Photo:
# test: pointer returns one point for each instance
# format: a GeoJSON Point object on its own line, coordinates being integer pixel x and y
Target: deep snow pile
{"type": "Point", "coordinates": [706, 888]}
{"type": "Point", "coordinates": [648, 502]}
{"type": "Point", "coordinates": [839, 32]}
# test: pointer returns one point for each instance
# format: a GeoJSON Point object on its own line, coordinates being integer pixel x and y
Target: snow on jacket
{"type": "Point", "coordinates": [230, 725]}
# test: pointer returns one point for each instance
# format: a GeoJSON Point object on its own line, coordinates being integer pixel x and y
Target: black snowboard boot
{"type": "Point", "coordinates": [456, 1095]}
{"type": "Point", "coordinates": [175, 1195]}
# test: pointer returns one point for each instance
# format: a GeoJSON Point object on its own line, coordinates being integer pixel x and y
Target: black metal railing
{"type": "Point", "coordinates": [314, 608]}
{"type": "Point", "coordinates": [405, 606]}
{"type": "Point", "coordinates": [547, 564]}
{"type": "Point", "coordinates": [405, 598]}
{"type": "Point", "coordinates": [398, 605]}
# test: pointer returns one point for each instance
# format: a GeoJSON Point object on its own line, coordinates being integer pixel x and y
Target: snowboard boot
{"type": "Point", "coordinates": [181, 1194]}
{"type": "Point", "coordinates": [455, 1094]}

____________________

● **The request**
Copy all of the records word for word.

● **Task output**
Photo:
# test: pointer returns one point for each instance
# format: a GeoJSON Point object on its own line, coordinates being integer pixel x and y
Target: deep snow pile
{"type": "Point", "coordinates": [706, 888]}
{"type": "Point", "coordinates": [648, 502]}
{"type": "Point", "coordinates": [839, 32]}
# test: pointer returns one point for each instance
# format: a GeoJSON Point object on its own line, coordinates being integer pixel x and y
Target: snow on jacket
{"type": "Point", "coordinates": [230, 725]}
# test: pointer returns one point for each instance
# format: a GeoJSON Point object on its own line, coordinates being integer pixel x and y
Target: black snowboard boot
{"type": "Point", "coordinates": [456, 1095]}
{"type": "Point", "coordinates": [175, 1195]}
# test: pointer returns one point for each instance
# format: a GeoJSON Point object on its own line, coordinates being integer pixel x and y
Target: black metal railing
{"type": "Point", "coordinates": [314, 608]}
{"type": "Point", "coordinates": [405, 606]}
{"type": "Point", "coordinates": [547, 564]}
{"type": "Point", "coordinates": [405, 598]}
{"type": "Point", "coordinates": [398, 605]}
# test: pointer returns one point for each instance
# format: a GeoJSON Point object on its own line, coordinates being integer pixel x and y
Target: snowboard boot
{"type": "Point", "coordinates": [181, 1194]}
{"type": "Point", "coordinates": [455, 1094]}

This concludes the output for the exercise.